Ejercicio propuesto 1>
Responde con datos del artículo sobre Óliver Laxe:
(a) ¿En qué aldea rodó el director la película O que arde?
(b) ¿Dónde nació Óliver Laxe y qué edad tiene?
(c) ¿Para qué película batalló contra los riscos del Atlas marroquí?
Ejercicio propuesto 2> Copia del artículo sobre Óliver Laxe todo lo que va desde "Laxe es hoy" hasta "de ánimo colectivo.", y cambia "castaño" por "roble".

***** Texto de referencia *****

Óliver Laxe, el viaje a la raíz
El director de cine se convierte en el único residente de Vilela, la aldea donde rodó 'O que arde', para impulsar un proyecto de desarrollo rural que ayude a reanimar la comarca de Os Ancares
El cineasta que compitió hace unos meses por el Goya a la mejor dirección por O que arde avanza con dificultad por el río Ser, con el agua hasta la cintura, detrás de las ramas de árboles que un vecino de Os Ancares (Lugo) está cortando con una motosierra. Óliver Laxe (París, 38 años) saluda sin dejar de hacer lo que ha venido a hacer en la ribera de este afluente del Navia: desbrozar para que el sol penetre hasta el río y convierta la poza en un lugar idílico para el baño. En las tareas le ayudan Vicente Vázquez, videoartista al que conoció cuando ambos ganaron un premio Injuve, y tres vecinos: Manolo Rodríguez (una mezcla de filósofo y sherpa, dirá de él poco después) y sus hijos Lucía y Aitor. Si alguien sospechaba que el retiro de Laxe, el cineasta español del que más se ha encaprichado Cannes (ha premiado todas sus películas), iba de neorruralismo o postureo ecológico, solo necesita acompañarle unas horas para descartarlo.
Su decisión de instalarse en Vilela, la aldea de la comarca de Os Ancares donde nació su familia antes de emigrar a París, es una apuesta radical. Como su cine. Como su manera de instalarse en la vida. Tanteando caminos secundarios a menudo tortuosos y siempre más largos. Haciéndose bombero para rodar O que arde y batallando contra los riscos del Atlas marroquí para Mimosas. Haciéndose ahora campesino, ganadero y apicultor para revivir lo que recuerda de sus veranos de infancia, cuando acompañaba a su abuelo en tareas que estos días desempeña en solitario. Un viaje hacia las raíces que parece tener mucho de exploración de sí mismo.
Laxe es hoy el único vecino de Vilela, la aldea abandonada del municipio de Navia de Suarna donde rodó O que arde en 2018. Todo este mundo que le rodea está en esa ficción: el tronco de un castaño de 300 o 400 años donde Benedicta, la protagonista, se refugia de la lluvia, los pastos de sus vacas, la casa a la que regresa Amador tras salir de la cárcel. O que arde sacudió la fosilizada autoestima de Os Ancares. Una de esas películas que conectan y transforman un estado de ánimo colectivo.
Casi cada tarde de verano el director recibe la visita de emigrantes de la comarca que regresan de vacaciones y que desean descubrir los escenarios de la ficción y, lo que acaso sea más importante para ellos, ese proyecto que está montando para rebelarse contra la extinción de un estilo de vida y para contribuir a devolver ilusiones a una tierra bella y deshabitada. “Las tierras de Vilela tienen que volver a producir. El hombre y la naturaleza pueden ser un buen binomio de cuidados mutuos”, reflexiona.
Hasta el río Ser se acerca una familia establecida en Barcelona a saludarle. Hablan de conocidos comunes hasta que Laxe pregunta.
—¿Y cuándo volvéis?

***** Datos proporcionados *****

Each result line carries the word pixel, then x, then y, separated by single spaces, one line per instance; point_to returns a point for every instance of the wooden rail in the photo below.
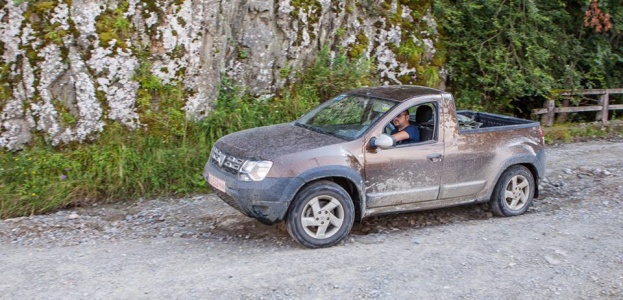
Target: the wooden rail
pixel 550 110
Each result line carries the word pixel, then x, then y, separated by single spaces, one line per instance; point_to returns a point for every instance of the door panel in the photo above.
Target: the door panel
pixel 404 174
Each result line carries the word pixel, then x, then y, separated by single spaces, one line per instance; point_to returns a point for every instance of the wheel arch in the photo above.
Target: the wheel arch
pixel 350 180
pixel 529 162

*****

Respuesta correcta 1>
(a) En Vilela.
(b) Nació en París y tiene 38 años.
(c) Para Mimosas.

Respuesta correcta 2>
Laxe es hoy el único vecino de Vilela, la aldea abandonada del municipio de Navia de Suarna donde rodó O que arde en 2018. Todo este mundo que le rodea está en esa ficción: el tronco de un roble de 300 o 400 años donde Benedicta, la protagonista, se refugia de la lluvia, los pastos de sus vacas, la casa a la que regresa Amador tras salir de la cárcel. O que arde sacudió la fosilizada autoestima de Os Ancares. Una de esas películas que conectan y transforman un estado de ánimo colectivo.